> _Exercise_
Give back exactly the stretch of data below from the line holding "sample | x=226, y=556" through the line holding "target | tall grass", both ends included, and leave the remaining lines out.

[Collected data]
--

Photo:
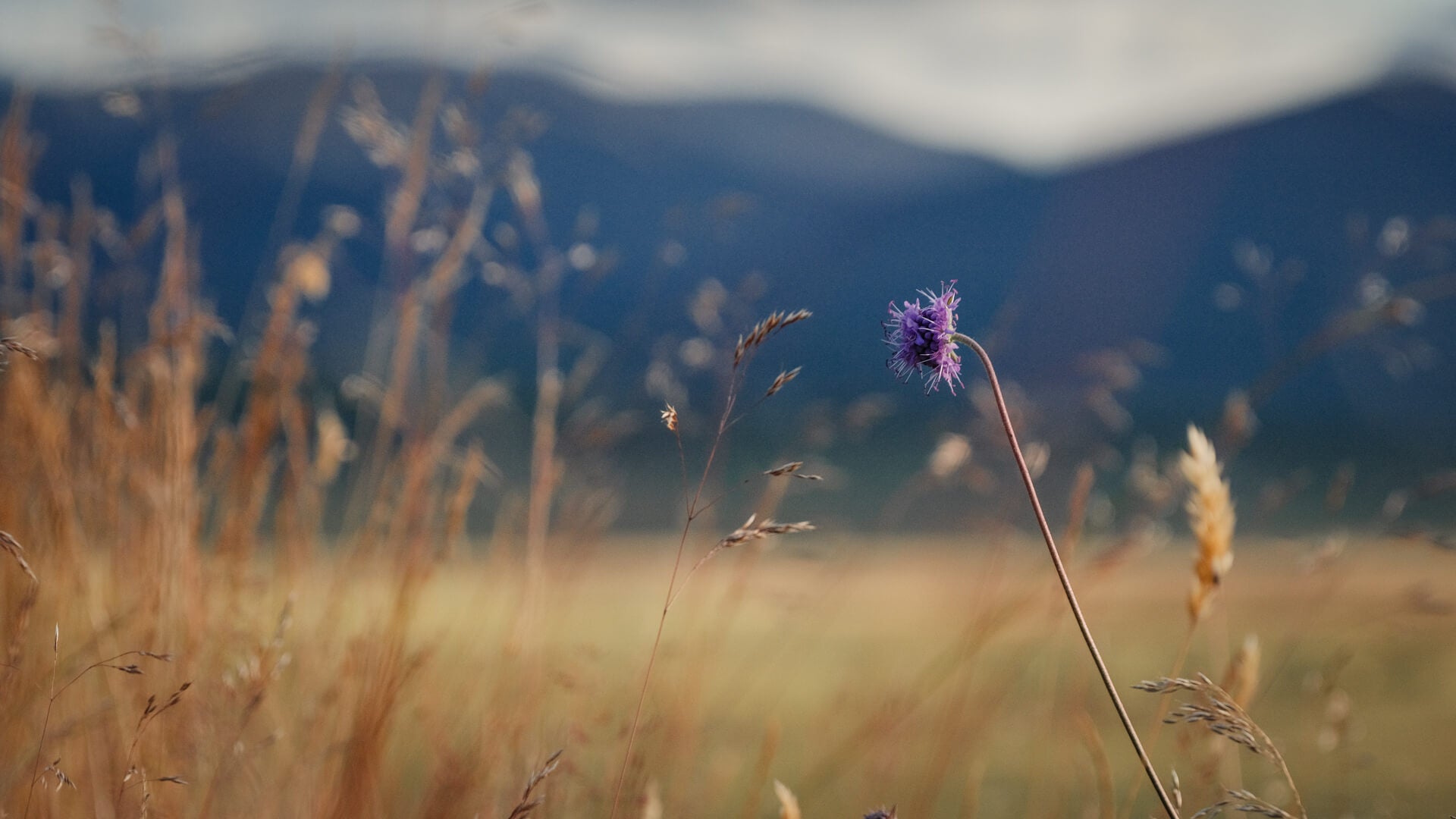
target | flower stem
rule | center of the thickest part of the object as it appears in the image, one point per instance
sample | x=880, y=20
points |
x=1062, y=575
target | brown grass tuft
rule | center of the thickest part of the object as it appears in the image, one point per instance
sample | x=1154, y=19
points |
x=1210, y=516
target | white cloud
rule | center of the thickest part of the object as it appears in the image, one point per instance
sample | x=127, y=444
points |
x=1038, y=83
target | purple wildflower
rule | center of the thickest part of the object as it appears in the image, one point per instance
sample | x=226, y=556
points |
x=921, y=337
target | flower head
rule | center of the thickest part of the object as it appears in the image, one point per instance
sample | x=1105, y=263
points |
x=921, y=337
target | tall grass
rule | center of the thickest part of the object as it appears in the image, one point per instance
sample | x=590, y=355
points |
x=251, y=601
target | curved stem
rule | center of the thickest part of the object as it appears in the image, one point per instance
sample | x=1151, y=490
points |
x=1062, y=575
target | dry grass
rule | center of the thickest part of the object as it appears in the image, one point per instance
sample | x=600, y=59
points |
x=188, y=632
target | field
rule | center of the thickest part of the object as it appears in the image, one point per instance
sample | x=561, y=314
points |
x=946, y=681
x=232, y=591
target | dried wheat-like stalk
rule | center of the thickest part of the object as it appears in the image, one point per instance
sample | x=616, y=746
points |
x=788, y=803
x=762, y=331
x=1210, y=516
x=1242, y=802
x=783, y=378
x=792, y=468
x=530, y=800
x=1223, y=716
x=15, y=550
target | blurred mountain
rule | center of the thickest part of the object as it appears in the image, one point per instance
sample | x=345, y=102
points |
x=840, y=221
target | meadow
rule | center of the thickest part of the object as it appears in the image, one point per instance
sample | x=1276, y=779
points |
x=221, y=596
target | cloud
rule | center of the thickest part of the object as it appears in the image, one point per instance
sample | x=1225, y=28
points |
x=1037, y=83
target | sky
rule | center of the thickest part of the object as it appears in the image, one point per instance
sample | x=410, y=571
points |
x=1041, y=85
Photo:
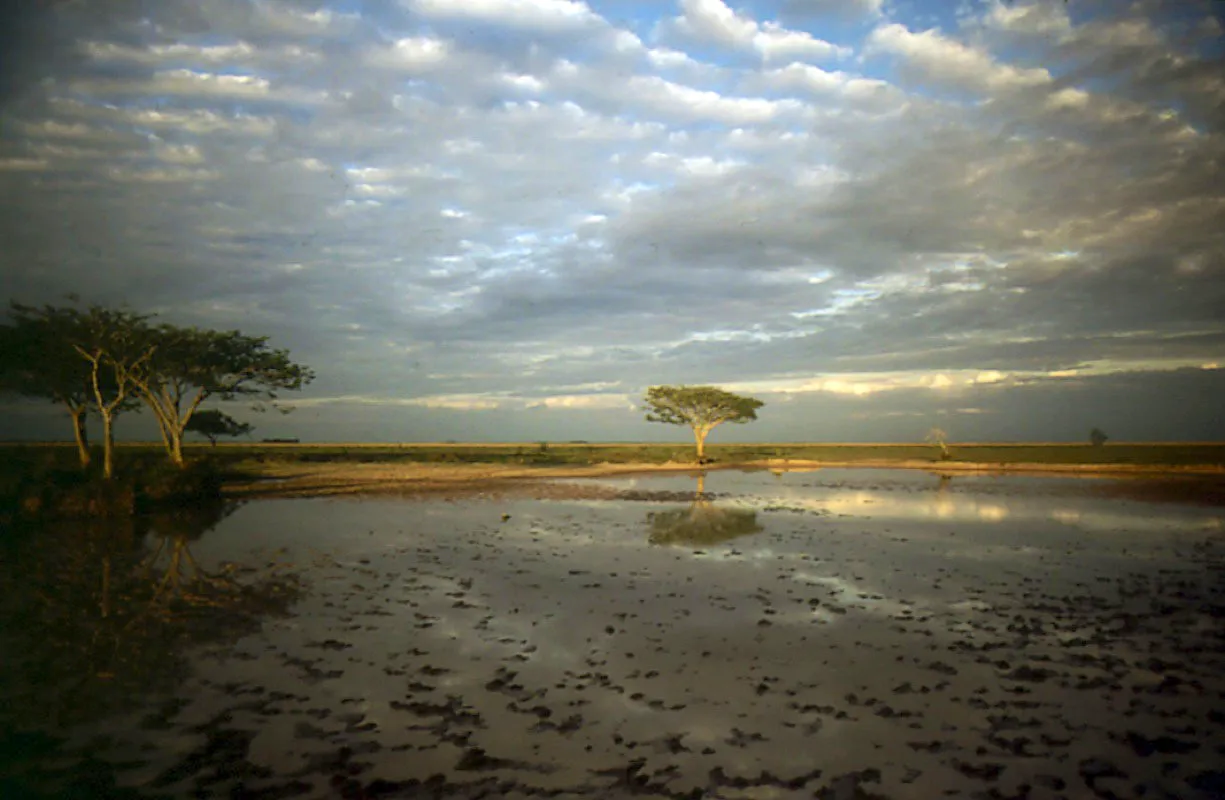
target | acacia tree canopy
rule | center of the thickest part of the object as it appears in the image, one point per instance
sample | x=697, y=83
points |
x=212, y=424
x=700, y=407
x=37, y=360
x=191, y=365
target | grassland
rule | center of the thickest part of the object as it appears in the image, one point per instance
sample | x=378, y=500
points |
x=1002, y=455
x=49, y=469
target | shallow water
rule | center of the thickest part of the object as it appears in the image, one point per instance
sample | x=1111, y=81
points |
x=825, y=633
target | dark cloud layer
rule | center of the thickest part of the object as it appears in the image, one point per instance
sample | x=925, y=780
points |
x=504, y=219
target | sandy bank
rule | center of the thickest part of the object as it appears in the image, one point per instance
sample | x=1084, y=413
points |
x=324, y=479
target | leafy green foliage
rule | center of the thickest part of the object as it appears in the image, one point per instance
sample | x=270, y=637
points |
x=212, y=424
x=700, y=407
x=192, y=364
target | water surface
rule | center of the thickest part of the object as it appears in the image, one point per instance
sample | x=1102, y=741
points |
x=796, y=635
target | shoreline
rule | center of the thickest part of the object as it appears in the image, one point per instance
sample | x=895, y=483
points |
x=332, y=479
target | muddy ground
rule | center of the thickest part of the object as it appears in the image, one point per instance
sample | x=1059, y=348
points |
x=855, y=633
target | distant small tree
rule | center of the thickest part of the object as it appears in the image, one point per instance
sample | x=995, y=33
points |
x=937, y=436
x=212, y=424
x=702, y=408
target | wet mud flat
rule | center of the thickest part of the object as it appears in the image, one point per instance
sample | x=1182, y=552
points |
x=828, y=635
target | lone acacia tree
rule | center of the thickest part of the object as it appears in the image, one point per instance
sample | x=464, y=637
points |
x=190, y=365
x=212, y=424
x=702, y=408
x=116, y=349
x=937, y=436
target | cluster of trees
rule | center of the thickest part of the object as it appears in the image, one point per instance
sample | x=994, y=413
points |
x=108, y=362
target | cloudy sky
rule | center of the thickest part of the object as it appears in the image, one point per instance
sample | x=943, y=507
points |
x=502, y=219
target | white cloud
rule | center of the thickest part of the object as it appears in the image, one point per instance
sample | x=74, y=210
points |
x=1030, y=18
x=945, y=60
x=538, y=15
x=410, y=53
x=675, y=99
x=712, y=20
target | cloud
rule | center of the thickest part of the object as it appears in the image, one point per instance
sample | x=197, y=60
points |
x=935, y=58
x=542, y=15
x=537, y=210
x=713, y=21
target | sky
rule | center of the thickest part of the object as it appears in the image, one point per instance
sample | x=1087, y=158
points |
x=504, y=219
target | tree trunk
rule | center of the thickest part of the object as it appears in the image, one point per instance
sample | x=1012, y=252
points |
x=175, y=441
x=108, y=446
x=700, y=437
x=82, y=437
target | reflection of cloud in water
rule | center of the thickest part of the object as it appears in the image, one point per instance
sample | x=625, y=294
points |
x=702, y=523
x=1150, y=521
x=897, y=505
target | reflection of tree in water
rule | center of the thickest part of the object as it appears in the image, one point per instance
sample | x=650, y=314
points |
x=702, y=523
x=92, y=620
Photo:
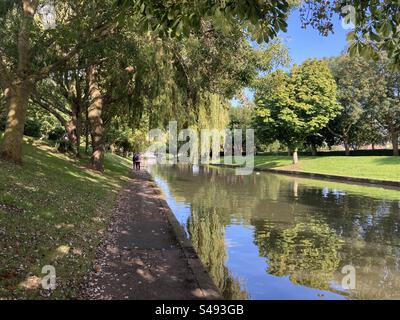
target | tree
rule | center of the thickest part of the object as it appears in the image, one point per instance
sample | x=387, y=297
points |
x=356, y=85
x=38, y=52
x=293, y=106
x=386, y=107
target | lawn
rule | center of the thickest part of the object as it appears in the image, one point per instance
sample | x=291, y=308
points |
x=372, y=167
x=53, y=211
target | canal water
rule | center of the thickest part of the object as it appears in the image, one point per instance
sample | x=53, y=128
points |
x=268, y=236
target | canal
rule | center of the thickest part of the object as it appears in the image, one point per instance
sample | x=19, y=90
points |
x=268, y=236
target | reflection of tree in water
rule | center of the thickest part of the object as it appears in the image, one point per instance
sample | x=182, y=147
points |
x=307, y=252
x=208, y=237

--

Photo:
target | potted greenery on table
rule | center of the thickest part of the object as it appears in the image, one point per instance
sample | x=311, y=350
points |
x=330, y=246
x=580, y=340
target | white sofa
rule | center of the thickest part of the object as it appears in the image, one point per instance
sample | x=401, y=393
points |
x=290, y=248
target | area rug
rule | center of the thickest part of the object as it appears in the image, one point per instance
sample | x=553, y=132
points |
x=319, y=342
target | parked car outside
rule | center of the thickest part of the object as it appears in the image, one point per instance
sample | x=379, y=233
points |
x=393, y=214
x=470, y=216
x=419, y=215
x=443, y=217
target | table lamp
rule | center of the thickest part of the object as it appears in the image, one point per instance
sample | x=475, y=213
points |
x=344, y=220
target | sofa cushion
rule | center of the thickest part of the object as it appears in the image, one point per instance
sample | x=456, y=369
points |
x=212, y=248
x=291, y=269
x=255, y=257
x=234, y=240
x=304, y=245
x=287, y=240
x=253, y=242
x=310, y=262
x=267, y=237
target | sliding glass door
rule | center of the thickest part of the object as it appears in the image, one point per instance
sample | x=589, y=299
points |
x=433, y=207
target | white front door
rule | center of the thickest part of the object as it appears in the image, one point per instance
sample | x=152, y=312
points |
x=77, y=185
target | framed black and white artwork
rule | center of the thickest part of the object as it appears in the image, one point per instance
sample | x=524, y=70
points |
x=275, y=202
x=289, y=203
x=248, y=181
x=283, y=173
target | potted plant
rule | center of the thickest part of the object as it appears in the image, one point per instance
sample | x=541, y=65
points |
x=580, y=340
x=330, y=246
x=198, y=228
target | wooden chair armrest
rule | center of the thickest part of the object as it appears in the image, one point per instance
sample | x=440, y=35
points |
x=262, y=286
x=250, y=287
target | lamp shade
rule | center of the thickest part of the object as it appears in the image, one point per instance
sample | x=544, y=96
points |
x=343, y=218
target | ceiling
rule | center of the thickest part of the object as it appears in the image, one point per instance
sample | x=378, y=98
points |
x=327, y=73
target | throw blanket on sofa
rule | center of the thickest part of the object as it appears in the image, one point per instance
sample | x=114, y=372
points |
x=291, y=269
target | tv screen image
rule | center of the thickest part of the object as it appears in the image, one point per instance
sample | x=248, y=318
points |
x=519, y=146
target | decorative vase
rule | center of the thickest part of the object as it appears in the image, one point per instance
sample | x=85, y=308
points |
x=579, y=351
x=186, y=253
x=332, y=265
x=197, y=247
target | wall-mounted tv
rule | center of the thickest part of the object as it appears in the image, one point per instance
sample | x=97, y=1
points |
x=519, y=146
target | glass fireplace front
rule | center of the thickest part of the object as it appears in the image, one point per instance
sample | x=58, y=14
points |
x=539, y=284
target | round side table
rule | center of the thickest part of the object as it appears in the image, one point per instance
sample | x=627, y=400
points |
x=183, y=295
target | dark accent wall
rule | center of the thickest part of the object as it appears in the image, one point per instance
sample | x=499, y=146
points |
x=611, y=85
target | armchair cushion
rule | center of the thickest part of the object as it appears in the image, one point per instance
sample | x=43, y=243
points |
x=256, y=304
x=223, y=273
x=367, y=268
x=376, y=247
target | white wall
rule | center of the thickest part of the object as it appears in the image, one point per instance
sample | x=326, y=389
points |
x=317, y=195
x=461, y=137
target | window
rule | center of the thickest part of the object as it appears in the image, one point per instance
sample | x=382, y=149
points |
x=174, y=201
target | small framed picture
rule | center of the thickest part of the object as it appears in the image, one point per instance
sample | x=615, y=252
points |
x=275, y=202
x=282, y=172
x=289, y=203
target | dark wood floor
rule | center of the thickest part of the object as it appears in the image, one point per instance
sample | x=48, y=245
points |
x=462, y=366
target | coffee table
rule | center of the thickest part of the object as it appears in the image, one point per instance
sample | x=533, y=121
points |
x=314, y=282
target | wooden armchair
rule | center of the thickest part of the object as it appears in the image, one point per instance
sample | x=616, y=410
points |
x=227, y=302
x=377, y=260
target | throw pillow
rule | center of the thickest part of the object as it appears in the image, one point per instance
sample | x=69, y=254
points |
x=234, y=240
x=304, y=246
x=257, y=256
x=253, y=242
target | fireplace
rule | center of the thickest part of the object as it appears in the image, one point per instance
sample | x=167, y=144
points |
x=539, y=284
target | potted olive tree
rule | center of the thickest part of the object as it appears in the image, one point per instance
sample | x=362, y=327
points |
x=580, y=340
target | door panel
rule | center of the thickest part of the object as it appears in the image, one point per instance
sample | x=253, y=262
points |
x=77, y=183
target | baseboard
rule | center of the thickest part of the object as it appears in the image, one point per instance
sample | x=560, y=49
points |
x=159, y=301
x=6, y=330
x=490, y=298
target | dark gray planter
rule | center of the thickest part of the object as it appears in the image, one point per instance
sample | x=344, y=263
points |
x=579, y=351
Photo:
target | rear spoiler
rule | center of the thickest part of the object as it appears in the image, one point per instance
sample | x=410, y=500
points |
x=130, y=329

--

> _Solution_
sample | x=226, y=556
points |
x=921, y=337
target | flower head
rule | center of the thickest part of the object as it appears in the image, one point per instance
sample | x=1105, y=263
points |
x=921, y=337
target | tall grass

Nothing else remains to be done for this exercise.